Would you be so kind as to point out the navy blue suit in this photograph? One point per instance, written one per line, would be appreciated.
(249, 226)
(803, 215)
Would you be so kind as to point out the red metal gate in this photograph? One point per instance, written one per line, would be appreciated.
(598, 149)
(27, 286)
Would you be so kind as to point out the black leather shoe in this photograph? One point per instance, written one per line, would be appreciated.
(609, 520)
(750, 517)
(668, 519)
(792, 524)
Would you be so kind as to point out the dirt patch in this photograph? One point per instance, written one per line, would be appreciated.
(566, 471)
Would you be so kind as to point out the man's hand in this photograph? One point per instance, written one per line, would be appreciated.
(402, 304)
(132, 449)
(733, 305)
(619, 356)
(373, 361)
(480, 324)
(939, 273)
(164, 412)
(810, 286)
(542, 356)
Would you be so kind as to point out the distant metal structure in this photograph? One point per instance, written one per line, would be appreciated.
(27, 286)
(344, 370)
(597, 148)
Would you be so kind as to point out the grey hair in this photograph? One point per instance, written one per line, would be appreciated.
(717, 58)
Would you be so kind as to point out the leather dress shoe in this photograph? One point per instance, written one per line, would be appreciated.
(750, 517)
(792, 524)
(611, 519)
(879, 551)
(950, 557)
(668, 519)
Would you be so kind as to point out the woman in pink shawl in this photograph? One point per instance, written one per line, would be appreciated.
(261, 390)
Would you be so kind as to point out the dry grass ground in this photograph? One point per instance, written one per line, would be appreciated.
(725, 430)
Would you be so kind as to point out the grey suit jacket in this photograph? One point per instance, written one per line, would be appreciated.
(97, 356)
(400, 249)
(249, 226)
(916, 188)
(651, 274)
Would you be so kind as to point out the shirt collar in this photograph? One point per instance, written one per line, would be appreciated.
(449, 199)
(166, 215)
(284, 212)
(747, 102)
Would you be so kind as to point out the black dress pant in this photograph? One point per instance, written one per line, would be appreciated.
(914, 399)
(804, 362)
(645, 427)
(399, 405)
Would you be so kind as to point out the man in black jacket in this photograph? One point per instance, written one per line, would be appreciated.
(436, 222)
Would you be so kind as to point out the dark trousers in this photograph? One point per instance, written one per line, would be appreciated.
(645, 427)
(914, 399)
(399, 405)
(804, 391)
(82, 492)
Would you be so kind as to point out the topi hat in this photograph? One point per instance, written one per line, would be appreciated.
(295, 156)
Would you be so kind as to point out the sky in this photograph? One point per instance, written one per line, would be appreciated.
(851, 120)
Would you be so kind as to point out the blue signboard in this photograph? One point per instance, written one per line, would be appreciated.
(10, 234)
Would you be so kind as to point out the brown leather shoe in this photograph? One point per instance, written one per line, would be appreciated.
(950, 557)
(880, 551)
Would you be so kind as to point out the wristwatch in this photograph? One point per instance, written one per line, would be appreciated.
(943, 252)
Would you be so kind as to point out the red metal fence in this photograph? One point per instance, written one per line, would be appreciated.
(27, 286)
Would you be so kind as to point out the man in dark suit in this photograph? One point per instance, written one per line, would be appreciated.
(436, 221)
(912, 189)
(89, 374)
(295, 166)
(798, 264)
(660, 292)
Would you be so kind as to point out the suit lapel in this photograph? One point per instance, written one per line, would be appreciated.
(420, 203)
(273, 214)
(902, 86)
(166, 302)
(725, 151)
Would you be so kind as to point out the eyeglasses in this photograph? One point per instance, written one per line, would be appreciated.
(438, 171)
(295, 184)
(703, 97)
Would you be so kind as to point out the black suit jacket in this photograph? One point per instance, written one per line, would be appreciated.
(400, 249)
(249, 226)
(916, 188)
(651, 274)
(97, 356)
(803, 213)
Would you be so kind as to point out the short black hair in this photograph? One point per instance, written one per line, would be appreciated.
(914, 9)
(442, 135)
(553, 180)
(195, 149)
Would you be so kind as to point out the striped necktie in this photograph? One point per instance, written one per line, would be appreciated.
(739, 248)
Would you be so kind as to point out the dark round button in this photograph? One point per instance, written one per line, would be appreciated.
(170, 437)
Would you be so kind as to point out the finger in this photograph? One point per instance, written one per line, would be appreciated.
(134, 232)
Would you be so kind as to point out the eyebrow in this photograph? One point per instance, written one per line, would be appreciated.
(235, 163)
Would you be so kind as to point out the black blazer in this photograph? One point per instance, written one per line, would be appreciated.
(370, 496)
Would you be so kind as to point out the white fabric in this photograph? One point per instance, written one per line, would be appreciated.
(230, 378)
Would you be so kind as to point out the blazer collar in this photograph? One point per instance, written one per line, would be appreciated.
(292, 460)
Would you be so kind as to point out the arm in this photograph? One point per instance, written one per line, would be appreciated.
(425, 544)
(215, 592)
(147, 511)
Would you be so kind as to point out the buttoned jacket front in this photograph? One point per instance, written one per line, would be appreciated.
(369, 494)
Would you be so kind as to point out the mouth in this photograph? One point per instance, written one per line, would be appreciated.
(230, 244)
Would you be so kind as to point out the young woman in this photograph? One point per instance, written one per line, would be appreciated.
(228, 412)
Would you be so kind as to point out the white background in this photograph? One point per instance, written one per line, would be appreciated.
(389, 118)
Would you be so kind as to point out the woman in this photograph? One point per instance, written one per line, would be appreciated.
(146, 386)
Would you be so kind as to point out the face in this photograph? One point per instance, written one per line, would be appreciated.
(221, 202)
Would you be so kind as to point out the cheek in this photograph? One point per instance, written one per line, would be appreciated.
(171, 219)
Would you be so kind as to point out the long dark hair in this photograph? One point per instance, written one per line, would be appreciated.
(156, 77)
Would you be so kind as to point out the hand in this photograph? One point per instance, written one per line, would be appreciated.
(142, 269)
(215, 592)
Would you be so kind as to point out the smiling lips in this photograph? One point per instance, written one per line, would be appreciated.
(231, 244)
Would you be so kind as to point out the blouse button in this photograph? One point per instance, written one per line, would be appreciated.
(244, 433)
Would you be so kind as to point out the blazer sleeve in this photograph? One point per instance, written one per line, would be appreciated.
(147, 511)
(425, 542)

==

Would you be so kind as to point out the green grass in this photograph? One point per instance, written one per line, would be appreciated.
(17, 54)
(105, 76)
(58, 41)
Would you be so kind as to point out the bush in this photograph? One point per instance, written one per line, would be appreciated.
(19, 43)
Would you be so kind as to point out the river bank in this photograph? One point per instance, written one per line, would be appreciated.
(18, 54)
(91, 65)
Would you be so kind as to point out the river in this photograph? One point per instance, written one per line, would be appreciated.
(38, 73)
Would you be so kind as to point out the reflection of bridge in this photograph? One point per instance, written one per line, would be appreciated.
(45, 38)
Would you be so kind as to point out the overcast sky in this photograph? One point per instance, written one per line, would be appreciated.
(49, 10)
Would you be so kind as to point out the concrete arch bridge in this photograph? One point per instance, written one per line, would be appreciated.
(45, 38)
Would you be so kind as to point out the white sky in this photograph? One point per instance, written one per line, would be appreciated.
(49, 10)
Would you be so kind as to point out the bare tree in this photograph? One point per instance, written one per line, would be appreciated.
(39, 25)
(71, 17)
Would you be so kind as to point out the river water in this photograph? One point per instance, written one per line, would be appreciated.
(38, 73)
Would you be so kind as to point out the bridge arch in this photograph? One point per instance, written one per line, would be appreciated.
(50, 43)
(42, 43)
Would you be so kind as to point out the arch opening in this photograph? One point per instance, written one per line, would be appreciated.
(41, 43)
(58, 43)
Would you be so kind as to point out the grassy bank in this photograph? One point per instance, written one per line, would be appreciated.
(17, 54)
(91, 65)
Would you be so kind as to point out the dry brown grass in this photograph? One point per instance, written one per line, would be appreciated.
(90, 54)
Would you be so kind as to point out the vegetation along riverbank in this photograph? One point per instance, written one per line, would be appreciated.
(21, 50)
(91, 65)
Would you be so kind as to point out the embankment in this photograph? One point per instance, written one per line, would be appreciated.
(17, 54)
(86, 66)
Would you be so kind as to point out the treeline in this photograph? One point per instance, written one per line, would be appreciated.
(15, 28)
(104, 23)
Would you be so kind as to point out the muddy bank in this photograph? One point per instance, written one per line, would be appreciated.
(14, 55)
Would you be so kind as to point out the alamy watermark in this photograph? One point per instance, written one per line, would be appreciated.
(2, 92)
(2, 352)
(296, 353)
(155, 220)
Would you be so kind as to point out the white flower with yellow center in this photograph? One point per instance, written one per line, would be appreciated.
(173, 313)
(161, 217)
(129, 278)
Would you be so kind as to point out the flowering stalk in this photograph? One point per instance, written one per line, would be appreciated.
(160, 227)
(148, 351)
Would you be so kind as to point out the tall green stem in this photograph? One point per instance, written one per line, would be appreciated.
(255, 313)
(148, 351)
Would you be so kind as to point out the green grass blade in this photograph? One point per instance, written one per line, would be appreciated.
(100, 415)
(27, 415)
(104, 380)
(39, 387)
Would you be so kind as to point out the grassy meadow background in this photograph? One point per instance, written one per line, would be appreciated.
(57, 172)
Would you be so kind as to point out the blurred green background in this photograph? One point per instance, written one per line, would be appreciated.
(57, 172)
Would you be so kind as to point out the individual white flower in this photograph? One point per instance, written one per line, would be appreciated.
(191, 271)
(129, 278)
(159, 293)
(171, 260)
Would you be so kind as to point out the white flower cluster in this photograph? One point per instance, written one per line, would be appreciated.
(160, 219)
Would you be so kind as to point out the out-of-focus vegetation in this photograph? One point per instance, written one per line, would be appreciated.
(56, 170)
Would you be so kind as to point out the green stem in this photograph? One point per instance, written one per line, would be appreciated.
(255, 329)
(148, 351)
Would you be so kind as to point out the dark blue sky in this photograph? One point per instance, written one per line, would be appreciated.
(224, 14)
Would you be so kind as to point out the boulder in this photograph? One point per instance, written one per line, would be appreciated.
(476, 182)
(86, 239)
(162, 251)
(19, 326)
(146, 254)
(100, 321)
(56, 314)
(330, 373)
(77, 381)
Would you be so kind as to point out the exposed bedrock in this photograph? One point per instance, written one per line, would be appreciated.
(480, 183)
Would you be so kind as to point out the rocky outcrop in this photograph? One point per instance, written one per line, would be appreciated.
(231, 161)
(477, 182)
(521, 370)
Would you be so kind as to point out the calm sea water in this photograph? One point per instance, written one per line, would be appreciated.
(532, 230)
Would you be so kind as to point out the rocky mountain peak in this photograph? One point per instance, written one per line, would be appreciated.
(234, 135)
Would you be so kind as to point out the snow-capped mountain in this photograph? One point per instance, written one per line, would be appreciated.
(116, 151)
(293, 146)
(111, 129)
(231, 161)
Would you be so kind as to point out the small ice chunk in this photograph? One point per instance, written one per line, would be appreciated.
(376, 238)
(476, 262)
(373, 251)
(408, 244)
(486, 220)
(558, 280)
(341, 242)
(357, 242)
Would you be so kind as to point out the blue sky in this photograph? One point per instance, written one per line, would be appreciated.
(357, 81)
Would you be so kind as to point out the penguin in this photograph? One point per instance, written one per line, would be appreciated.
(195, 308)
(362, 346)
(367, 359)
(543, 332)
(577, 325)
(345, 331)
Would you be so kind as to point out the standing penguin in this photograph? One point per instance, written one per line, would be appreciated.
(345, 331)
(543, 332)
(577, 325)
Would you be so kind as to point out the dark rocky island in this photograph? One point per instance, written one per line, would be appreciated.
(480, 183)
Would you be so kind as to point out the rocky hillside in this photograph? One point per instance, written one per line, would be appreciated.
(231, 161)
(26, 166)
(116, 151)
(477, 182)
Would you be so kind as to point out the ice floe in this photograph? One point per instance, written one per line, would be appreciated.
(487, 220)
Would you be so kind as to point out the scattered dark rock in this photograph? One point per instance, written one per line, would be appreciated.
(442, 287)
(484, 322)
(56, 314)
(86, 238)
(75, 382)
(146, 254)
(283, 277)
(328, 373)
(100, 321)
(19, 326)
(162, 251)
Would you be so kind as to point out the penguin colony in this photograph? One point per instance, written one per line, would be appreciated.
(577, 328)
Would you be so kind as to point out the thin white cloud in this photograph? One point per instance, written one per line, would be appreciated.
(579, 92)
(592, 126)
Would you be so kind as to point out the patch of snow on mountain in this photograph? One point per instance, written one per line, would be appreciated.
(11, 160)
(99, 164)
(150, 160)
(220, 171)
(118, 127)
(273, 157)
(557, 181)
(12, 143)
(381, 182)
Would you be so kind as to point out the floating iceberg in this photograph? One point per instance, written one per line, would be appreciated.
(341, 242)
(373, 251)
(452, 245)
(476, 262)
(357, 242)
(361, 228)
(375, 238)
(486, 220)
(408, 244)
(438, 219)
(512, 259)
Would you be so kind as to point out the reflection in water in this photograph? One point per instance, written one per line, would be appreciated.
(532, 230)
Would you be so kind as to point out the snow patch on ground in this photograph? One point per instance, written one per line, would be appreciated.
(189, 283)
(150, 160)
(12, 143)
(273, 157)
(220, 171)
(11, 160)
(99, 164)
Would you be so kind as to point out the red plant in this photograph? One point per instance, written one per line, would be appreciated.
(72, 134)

---

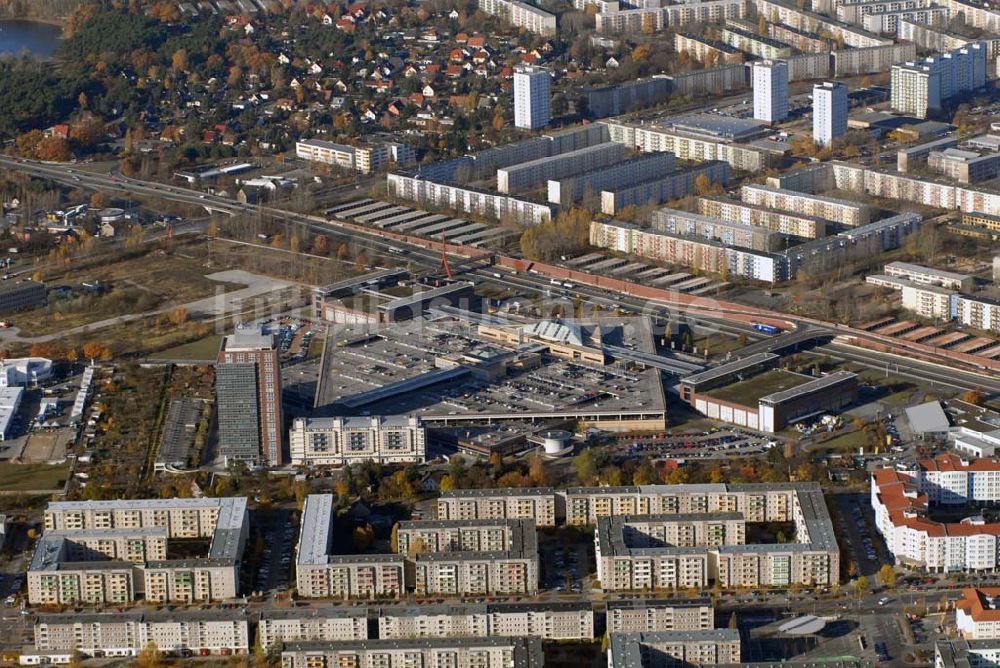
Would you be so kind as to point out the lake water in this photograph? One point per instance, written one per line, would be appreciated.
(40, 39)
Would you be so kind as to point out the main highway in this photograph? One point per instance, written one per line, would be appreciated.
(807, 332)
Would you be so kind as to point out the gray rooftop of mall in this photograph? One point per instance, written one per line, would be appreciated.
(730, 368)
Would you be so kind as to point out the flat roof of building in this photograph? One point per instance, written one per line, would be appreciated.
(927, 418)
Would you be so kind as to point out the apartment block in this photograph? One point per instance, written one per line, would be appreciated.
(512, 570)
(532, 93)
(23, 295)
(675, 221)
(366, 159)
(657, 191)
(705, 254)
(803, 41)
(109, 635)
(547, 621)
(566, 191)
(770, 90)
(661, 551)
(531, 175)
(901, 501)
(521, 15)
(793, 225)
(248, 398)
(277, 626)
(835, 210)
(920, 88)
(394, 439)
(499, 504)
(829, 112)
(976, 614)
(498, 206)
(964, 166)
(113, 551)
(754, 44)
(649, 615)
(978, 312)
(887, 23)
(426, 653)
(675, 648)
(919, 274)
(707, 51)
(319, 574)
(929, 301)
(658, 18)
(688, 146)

> _Exercise description_: Identify every line in the material above that contains the string "blazer" and copy each such line in full. Case counts, so match only that exact capitalization.

> _Response to this task_:
Would you be so kind as to point out the black blazer in this photograph? One point per instance, written one per line, would be appreciated.
Would you be so kind as to point out the blazer collar in this photograph? One point per instance, written one per line, would be appreciated.
Would you be so kind as to point out the blazer sleeve in this photograph? One point per instance, written one per line, would be appreciated.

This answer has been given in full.